[Start of section]
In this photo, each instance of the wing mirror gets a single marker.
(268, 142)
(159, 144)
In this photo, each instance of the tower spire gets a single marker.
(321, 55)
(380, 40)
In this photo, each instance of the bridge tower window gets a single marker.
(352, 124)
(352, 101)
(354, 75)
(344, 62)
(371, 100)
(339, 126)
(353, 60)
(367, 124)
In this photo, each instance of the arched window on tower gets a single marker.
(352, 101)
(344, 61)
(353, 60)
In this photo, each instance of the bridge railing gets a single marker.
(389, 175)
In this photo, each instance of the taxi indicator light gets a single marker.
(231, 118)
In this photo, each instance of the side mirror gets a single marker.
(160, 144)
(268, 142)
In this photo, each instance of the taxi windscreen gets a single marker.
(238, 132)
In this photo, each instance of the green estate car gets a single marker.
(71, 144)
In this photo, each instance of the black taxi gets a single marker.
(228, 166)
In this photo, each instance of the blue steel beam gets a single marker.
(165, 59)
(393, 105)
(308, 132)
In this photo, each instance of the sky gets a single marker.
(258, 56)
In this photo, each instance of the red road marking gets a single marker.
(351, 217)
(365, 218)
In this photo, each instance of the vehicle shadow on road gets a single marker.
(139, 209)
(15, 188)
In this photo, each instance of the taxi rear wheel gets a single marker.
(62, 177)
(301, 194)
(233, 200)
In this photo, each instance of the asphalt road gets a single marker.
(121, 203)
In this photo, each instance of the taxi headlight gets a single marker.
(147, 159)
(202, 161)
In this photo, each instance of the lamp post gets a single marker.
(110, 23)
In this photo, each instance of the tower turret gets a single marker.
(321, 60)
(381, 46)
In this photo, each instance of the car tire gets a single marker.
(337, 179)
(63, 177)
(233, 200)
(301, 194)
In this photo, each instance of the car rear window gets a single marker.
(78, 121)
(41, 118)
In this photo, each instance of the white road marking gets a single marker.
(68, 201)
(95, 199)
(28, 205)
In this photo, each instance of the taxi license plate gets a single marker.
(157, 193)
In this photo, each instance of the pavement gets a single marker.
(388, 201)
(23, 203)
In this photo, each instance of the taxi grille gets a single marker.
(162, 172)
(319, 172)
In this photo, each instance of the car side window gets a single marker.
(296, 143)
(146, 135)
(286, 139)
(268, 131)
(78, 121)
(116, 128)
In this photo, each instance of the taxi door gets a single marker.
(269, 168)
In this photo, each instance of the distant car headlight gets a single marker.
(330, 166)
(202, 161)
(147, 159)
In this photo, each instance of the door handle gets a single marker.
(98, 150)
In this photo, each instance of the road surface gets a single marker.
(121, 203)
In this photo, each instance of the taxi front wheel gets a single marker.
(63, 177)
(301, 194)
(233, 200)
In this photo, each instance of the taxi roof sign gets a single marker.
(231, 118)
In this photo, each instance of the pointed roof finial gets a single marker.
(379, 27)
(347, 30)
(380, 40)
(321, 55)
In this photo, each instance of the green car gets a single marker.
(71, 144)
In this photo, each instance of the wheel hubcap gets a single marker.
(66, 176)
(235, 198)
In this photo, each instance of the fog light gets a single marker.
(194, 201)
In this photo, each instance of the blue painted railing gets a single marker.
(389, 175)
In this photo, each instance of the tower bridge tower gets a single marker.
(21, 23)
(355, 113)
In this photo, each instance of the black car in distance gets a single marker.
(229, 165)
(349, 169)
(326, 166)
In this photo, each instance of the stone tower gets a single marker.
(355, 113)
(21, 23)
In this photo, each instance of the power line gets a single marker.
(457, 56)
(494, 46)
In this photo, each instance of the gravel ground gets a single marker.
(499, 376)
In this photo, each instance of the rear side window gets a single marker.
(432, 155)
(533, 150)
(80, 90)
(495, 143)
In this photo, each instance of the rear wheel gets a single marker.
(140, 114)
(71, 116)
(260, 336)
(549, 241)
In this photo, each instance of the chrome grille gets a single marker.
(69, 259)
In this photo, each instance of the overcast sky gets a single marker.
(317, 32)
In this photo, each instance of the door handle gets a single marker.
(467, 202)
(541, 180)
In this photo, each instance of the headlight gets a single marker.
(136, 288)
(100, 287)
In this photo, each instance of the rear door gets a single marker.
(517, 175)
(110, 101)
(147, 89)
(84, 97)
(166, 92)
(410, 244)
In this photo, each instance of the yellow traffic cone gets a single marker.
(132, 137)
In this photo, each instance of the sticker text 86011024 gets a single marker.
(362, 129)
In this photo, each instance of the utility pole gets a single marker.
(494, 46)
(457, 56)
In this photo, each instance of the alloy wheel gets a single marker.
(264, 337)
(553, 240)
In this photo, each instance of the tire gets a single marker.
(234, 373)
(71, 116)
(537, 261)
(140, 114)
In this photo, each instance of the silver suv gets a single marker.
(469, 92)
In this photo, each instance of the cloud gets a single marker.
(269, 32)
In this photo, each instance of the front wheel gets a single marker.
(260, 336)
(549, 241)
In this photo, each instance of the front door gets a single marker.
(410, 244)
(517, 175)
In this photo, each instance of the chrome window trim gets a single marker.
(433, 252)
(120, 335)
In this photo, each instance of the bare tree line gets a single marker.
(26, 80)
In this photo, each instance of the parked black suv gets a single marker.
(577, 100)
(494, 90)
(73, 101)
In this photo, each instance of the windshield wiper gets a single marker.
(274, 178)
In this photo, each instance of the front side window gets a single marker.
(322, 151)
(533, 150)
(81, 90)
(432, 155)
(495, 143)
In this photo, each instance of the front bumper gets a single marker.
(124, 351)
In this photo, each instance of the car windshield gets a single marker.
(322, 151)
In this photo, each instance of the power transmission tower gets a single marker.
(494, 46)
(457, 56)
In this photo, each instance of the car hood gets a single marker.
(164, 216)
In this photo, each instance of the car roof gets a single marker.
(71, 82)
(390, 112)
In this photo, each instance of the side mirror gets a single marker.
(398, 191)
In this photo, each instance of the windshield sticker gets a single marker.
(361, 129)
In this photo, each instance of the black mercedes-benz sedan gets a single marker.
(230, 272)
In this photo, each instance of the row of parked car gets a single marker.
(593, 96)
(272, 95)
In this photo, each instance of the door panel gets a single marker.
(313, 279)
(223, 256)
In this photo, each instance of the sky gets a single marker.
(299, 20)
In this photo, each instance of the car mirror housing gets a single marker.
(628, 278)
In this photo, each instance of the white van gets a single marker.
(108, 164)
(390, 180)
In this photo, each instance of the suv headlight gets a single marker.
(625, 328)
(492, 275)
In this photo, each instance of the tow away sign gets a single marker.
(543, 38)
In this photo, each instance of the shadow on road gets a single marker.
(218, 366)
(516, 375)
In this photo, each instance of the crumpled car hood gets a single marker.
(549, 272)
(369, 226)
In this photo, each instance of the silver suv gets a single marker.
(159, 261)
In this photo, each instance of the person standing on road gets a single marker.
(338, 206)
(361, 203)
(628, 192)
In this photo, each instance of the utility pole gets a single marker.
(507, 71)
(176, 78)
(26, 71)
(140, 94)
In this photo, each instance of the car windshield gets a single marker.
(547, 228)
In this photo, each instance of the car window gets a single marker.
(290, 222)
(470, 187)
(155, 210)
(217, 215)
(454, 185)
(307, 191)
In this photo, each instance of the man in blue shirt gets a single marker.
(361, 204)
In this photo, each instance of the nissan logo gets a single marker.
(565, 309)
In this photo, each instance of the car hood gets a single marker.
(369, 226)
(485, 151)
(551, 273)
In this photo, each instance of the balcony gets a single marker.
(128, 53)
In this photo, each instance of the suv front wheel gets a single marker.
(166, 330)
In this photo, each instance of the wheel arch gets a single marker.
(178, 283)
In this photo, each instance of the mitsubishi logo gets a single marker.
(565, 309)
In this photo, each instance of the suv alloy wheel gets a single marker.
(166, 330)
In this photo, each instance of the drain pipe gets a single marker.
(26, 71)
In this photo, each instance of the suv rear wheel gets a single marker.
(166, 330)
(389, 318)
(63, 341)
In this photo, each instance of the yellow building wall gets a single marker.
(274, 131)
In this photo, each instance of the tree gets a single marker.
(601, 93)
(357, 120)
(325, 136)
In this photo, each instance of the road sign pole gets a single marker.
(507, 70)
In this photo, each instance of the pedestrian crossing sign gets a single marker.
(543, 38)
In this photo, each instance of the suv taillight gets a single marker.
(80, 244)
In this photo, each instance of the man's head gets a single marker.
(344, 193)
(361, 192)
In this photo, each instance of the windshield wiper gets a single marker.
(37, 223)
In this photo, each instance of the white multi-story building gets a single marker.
[End of section]
*Task*.
Exactly the lines from the one that holds "In this photo, each instance of the man's" through the final line of the records above should be written out, and only those.

*Task result*.
In this photo, each instance of the man's head gets a single marker.
(344, 193)
(361, 192)
In this photo, each instance of the windshield wiper gets a single marker.
(37, 223)
In this photo, each instance of the white multi-story building gets a single marker.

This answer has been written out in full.